Rewrite the rows below, substituting "cropland" for "farm field" everywhere it occurs and leaving everything else unchanged.

··· Extracted material

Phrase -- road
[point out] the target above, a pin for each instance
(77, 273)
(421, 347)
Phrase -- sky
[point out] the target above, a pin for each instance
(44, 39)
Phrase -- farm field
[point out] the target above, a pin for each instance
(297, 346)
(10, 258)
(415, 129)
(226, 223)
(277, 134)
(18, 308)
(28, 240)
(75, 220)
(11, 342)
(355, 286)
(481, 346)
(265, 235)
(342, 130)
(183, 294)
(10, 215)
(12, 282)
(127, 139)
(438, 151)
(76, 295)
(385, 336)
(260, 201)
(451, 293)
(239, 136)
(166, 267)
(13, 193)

······

§ **Exercise output**:
Phrase -- road
[point out] the target above, a pin for each instance
(77, 273)
(421, 347)
Phrase -- sky
[point out] the target above, a pin for each instance
(44, 39)
Phrase -- cropland
[point out] the target above, a pin for each instance
(297, 346)
(10, 258)
(415, 129)
(226, 223)
(277, 134)
(18, 308)
(28, 240)
(75, 220)
(11, 342)
(355, 286)
(481, 346)
(265, 235)
(342, 130)
(183, 294)
(10, 215)
(12, 282)
(127, 139)
(438, 151)
(76, 295)
(385, 336)
(260, 201)
(451, 293)
(239, 136)
(166, 267)
(13, 193)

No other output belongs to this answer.